▶ [DATA PROVIDED]:

[START]

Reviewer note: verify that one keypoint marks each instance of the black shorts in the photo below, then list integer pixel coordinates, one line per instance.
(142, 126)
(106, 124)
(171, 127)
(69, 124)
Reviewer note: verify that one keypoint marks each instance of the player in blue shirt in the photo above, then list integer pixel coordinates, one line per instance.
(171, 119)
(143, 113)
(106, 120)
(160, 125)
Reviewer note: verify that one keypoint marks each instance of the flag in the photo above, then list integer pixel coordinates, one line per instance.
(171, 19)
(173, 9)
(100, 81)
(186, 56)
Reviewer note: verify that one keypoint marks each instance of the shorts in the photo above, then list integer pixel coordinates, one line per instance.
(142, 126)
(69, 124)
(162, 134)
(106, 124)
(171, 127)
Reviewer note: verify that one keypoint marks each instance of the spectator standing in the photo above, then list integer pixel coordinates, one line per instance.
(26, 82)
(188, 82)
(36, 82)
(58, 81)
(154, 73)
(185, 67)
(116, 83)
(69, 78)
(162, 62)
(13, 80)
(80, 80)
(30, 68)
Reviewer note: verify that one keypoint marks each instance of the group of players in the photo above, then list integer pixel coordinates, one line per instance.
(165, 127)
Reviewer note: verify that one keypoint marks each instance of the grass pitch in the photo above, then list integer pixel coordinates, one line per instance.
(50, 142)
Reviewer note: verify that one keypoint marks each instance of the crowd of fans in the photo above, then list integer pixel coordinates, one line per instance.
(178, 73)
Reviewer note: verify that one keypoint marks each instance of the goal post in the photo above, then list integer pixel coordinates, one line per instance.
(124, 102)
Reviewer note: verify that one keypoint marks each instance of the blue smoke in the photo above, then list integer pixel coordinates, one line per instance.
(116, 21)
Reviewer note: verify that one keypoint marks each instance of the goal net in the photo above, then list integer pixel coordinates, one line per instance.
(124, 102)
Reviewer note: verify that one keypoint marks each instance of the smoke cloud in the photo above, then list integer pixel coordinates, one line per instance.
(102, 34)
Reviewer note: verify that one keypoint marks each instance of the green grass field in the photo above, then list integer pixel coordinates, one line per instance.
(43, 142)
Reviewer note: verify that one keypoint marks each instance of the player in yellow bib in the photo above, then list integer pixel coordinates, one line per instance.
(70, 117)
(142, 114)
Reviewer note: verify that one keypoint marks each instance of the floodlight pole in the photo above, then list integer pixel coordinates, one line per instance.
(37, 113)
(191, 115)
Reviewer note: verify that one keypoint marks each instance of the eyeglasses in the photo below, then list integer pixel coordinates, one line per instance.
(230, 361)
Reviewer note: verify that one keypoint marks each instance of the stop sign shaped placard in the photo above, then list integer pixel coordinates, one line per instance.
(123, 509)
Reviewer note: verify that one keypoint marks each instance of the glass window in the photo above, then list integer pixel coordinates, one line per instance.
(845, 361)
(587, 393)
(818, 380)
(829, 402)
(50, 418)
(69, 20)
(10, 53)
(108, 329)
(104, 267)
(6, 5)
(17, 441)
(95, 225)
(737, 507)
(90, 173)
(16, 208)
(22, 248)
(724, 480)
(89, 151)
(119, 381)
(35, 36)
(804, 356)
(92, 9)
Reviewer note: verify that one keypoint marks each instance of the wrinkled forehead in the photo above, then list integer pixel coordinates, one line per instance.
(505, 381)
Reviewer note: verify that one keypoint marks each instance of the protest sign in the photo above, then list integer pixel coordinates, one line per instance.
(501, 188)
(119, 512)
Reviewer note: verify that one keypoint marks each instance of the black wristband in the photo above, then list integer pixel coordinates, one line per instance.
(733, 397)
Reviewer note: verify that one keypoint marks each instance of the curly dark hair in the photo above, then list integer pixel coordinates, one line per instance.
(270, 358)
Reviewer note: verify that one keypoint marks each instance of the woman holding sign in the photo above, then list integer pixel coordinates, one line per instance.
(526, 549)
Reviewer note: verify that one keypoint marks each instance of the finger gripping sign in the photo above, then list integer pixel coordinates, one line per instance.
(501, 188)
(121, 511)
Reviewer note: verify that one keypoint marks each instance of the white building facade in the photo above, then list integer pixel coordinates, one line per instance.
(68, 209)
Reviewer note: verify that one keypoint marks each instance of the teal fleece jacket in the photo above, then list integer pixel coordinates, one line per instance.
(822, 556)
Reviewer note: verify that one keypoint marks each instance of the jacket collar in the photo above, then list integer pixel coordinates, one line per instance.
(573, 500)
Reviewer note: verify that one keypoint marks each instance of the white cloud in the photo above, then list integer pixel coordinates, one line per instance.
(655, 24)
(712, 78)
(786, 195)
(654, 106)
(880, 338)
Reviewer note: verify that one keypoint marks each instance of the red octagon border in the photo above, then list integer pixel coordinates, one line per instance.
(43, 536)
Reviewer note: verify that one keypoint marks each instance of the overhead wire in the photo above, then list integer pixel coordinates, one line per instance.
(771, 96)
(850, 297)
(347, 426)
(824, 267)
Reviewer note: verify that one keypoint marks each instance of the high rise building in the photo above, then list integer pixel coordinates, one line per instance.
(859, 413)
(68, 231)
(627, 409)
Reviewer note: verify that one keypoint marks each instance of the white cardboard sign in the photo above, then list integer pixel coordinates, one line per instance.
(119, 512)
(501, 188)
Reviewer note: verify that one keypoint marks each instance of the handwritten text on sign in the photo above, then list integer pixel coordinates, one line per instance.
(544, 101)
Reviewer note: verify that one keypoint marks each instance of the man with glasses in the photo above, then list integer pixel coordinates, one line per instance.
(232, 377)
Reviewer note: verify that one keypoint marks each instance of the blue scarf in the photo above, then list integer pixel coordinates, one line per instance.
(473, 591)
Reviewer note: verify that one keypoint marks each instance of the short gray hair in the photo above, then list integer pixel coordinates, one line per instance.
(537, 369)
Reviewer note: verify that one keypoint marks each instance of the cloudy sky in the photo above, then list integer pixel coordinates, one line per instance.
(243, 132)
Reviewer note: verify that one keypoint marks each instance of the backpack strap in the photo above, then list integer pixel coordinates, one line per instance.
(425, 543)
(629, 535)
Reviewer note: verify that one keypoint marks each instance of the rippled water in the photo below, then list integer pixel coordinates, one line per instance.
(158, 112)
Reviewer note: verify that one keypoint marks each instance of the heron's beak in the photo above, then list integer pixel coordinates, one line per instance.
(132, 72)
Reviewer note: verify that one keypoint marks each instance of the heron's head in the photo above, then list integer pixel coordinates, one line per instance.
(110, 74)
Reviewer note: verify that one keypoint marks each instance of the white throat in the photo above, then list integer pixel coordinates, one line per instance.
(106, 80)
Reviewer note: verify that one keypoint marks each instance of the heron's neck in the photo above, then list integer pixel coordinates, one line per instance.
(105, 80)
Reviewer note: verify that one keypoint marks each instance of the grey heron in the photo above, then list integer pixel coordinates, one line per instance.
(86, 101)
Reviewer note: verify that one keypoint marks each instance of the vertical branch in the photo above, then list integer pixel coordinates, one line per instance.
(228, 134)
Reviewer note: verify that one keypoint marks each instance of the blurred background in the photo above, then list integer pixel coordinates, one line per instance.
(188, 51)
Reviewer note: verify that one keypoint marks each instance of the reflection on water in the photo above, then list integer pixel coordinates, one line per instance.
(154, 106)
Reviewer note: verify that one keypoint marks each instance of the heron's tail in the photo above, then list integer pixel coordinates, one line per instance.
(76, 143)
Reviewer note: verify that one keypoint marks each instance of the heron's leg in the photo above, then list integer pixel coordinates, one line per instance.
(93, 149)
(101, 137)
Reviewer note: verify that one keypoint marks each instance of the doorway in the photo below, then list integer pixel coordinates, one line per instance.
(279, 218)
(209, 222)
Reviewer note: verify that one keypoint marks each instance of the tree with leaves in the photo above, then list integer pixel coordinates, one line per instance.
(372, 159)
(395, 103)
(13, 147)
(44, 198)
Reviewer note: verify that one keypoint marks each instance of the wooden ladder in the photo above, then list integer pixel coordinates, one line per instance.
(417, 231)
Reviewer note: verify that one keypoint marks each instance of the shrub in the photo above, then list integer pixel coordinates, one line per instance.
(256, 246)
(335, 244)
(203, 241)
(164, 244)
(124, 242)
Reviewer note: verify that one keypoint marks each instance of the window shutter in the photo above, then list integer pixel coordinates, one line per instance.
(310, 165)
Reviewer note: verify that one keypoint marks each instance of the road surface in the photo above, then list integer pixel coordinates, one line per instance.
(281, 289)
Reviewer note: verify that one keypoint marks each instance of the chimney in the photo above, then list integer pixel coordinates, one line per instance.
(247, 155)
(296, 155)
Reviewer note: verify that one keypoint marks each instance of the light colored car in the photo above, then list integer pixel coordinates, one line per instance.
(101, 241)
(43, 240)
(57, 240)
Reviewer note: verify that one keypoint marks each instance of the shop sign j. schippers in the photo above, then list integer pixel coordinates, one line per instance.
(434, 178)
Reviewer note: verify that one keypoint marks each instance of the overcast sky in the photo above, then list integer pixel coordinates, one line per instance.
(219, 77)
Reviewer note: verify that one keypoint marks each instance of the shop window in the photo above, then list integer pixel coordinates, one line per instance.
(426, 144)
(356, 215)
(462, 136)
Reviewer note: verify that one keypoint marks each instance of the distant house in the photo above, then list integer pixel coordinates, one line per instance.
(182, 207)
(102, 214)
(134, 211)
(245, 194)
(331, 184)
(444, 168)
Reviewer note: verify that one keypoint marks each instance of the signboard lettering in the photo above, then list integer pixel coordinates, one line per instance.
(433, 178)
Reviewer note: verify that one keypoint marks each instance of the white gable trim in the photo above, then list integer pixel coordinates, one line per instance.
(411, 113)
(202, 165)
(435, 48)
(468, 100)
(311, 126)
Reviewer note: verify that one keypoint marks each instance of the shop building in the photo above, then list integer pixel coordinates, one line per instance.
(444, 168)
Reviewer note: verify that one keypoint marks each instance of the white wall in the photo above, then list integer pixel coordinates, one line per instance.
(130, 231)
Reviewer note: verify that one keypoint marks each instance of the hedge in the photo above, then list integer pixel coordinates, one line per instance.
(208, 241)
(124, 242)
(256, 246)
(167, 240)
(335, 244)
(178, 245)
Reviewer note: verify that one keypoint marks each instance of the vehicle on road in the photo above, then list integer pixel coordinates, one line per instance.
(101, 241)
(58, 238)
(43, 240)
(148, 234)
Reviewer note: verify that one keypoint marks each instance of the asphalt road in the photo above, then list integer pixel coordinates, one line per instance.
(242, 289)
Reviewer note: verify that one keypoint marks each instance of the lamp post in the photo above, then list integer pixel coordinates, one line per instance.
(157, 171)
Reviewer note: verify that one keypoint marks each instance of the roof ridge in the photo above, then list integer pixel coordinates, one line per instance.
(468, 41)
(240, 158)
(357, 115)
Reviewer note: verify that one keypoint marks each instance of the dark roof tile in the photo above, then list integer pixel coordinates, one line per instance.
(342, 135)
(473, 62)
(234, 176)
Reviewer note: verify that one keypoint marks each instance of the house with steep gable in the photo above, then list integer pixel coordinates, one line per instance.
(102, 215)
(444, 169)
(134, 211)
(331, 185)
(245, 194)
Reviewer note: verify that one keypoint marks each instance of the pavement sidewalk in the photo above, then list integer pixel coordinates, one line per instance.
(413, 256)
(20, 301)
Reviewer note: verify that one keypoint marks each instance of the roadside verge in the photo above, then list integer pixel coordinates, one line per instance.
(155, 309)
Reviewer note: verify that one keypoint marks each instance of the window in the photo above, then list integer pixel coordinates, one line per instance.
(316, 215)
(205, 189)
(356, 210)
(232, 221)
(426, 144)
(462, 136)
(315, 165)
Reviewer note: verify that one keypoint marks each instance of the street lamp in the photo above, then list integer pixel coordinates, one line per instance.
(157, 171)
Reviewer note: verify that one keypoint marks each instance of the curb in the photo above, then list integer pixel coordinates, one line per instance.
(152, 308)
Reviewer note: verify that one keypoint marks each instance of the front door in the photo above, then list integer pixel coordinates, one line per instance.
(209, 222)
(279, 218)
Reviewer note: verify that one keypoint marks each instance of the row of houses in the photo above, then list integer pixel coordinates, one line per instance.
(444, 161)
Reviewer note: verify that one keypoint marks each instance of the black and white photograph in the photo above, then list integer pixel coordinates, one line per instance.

[END]

▶ [WRITTEN INSTRUCTION]: Rewrite the lines from the one containing "the window in" through the last line above, inclusive, and keep the lines without coordinates unchanged. Multiply every pixel coordinate in the answers by 0.3 and round each to the nearest whole number, with halves rounded up.

▶ [EXERCISE RESULT]:
Reviewer note: verify that one keypoint marks each instance of the window in the photo above, then list integer pixel coordinates, one line per instance.
(95, 65)
(62, 57)
(107, 63)
(70, 66)
(128, 43)
(139, 41)
(95, 50)
Reviewer note: verify that one keypoint marks each instance of the street lamp in the photo above, then list integer pixel coordinates, one line per instance.
(47, 51)
Reviewer note: verify that one keypoint marks each instance of the curb in the photo above, then list integer pixel coordinates, one line per instance.
(46, 92)
Reviewer note: verify that one keypoint marks each instance of the front door in the photo above, then list integer pixel coordinates, one line per instance.
(63, 67)
(84, 65)
Reviewer note: verify that one keypoint marks each instance of the row of houses in the photo above, then list integer pixel coordinates, one line per instance.
(133, 48)
Reviewer note: verify that one keypoint marks each instance of the black and white photograph in the photo above, then list integer pixel coordinates, one line per instance.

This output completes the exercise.